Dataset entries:
+ + +

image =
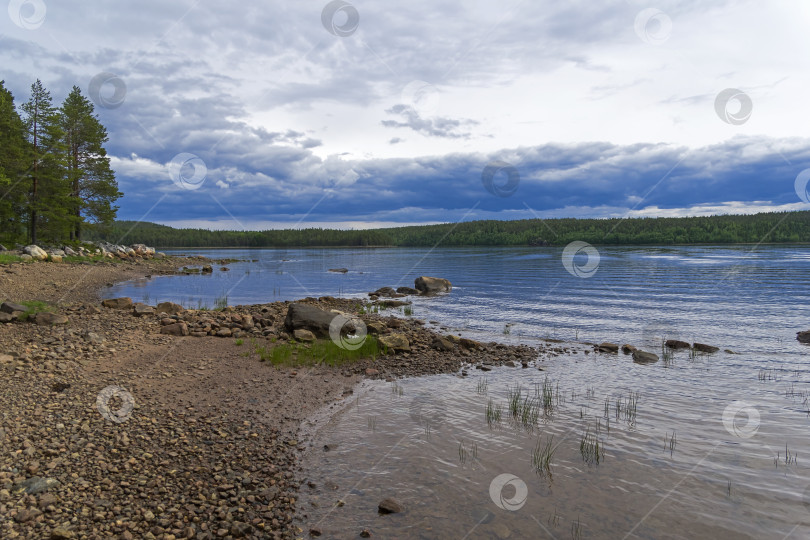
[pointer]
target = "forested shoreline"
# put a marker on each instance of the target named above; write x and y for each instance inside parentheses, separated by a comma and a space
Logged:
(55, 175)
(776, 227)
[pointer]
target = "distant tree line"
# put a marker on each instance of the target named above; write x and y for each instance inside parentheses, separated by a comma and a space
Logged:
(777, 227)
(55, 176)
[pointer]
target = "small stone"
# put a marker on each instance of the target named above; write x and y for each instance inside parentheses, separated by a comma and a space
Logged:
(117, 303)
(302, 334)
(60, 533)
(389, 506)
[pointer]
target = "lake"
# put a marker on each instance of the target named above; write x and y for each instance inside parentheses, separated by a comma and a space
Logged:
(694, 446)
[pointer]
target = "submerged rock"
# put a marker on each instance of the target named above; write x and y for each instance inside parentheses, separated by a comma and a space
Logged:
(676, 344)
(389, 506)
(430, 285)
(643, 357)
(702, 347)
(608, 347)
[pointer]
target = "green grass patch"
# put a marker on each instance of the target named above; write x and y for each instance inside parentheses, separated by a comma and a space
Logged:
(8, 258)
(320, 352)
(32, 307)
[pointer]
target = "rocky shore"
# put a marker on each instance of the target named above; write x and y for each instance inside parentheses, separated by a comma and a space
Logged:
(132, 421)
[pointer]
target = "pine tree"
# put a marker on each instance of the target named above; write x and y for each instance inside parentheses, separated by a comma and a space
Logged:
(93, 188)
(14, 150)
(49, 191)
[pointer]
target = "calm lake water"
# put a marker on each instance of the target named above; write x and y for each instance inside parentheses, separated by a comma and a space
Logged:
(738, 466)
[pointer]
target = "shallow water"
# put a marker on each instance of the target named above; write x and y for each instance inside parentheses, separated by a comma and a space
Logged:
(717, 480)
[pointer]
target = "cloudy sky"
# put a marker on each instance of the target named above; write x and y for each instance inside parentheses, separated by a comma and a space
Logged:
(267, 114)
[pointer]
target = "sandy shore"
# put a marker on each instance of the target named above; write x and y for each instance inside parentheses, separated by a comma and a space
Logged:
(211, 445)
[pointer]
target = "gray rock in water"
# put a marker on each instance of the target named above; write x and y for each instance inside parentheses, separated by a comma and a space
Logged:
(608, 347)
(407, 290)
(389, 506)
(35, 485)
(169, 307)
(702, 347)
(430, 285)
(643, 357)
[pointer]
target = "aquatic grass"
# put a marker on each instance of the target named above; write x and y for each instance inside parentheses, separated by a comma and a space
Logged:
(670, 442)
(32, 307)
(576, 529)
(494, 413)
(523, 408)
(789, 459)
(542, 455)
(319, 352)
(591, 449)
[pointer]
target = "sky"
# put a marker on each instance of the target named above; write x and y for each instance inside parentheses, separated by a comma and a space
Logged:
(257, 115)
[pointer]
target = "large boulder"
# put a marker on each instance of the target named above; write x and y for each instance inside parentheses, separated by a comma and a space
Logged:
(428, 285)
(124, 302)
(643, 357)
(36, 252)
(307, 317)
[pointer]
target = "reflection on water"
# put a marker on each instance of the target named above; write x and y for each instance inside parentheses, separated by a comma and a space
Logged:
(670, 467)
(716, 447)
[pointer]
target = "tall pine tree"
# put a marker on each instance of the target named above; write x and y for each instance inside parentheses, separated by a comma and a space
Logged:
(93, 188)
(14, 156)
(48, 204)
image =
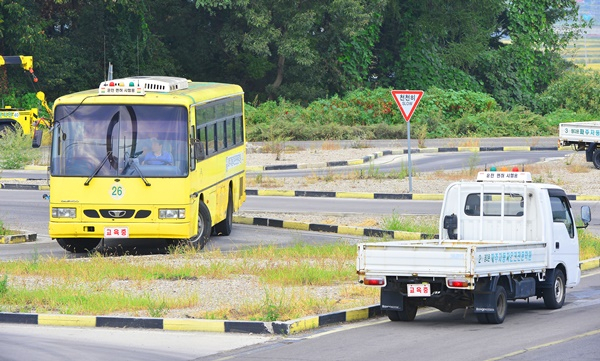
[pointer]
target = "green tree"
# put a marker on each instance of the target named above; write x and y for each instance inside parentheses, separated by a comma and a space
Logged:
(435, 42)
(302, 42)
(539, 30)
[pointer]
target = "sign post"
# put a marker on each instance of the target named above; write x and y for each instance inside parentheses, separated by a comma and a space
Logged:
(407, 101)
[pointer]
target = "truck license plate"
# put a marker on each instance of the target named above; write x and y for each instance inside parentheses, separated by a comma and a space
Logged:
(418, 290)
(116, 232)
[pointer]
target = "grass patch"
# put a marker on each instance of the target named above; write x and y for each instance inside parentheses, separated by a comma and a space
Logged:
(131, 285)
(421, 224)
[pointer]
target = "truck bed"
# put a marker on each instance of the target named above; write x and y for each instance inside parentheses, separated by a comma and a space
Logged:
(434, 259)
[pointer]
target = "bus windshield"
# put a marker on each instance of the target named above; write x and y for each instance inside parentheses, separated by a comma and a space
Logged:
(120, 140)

+ + +

Task requirements: Strip the images and reproduce the remaining records precisely.

Response for this exercise:
image =
[pointer]
target = "forested shoreline"
# put a marker on each instance of the target named above; write x and y for each instance inside parentheses, separated by a comma and a space
Logged:
(55, 175)
(776, 227)
[pointer]
target = "distant tree line"
# put a marker on each instance of the target named above; write x and y for each instance inside parentheses, separated by a comma and a space
Logged:
(777, 227)
(55, 176)
[pointer]
target = "small stone"
# put a marker on each instance of the target named above; write x and y for each instance inside parentheses, separated by a comma and a space
Logged:
(117, 303)
(302, 334)
(60, 533)
(389, 506)
[pointer]
target = "lake"
# put a marker on each instance of the target named above; write x and y for each instance inside parentheses, separated by a comma and a space
Logged:
(694, 446)
[pointer]
target = "submerged rock"
# put a marker on each instance of the target named above; write x and y for each instance inside parentheses, separated by a comma and a space
Logged:
(676, 344)
(389, 506)
(430, 285)
(643, 357)
(702, 347)
(608, 347)
[pointer]
target = "green grass patch"
# put a marker on each instance of the target named above; write x and y for each instance inside parentheses, separated by a comma and a space
Logged:
(8, 258)
(320, 352)
(32, 307)
[pointer]
target = "rocky shore"
# put a marker on each instance of the target named above; write x and y for each instance inside parentheses, separated by a comma and a space
Logged:
(132, 421)
[pointer]
target = "pine tree"
# put a marker on each instance of the target named above; write x and y for each instance inside parentheses, separated by a comma and a space
Logged:
(93, 188)
(14, 150)
(49, 191)
[pointer]
target = "calm lake water"
# put a marker on each instance of the target named above; write x and y for each instance inside parentheses, separated by a comma and a space
Logged:
(738, 466)
[pointer]
target = "shallow water"
# put a marker on each instance of the target named above; write x and y for each instance inside parentheses, separated by a comma and a space
Logged:
(717, 480)
[pointer]
target = "cloudy sky"
# put a marker on each instance of the target named above; write x and y for each instance inside parentheses, separated by a comma and a space
Logged:
(267, 114)
[pointer]
target = "sandy shore"
# put a marker on each instance of the target named above; write x and y for each instance inside parentheses, separated by a comma and a space
Logged:
(211, 445)
[pointer]
target = "gray rock in water"
# put a marker on each instance of the target named above; write x and y for each instance inside parentheses, separated by a comma and a space
Logged:
(608, 347)
(407, 290)
(389, 506)
(35, 485)
(169, 307)
(702, 347)
(430, 285)
(643, 357)
[pointer]
target = "aquatic grass"
# put a marker on each instance of the target named above; write x and y for each instance inside parentheses, separated by a comma and a space
Logged:
(670, 442)
(32, 307)
(576, 529)
(494, 413)
(523, 408)
(789, 459)
(542, 455)
(319, 352)
(591, 449)
[pointer]
target = "sky"
# put a marker on each instance of the target named above; write x and y for each instance inside parentheses, separated by a comma and a space
Logged:
(257, 115)
[pointer]
target = "large boulder"
# put a marker on each instance of the target named above; write x and y for each instance inside parentheses, separated by a comma and a space
Logged:
(428, 285)
(124, 302)
(643, 357)
(36, 252)
(307, 317)
[pointer]
target = "reflection on water"
# put a marker on each instance of the target named above; write x and y for each instance inside parentheses, separated by a comma and a space
Logged:
(670, 467)
(716, 447)
[pointer]
target = "tall pine tree"
# put a marker on each instance of the target named above; write x and y for each instance inside parentheses, separated by a comma and a space
Logged:
(93, 188)
(14, 156)
(48, 204)
image =
[pointer]
target = "green tree"
# put a marker on each instance of the target named above; write x and y for each instance inside parentheses, separated by a comma and a space
Logged:
(435, 42)
(302, 42)
(539, 30)
[pointer]
target = "sign post"
# put a marker on each instance of the target named above; write x and y for each instance inside parentheses, separated by a comma and a space
Logged:
(407, 101)
[pointer]
target = "truck license plate"
# put a marker on each instance of the target named above; write x and y for each instance inside parentheses, separated by a comma and a space
Logged:
(418, 290)
(116, 232)
[pointer]
target = "grass patch"
# put a marker on each instance of the target named above; write x and y for each instance inside parentheses, separated by a comma and a space
Logged:
(131, 285)
(421, 224)
[pointer]
target = "truck bed"
# put a marker on each instance of the target named above; write x and y for each instance inside parentheses, separated by a comma and a space
Logged:
(434, 259)
[pointer]
target = "bus windshield"
# put a marker on each instance of the target named above; write x and y for each instance inside parentheses, separated by a comma and a space
Logged:
(120, 140)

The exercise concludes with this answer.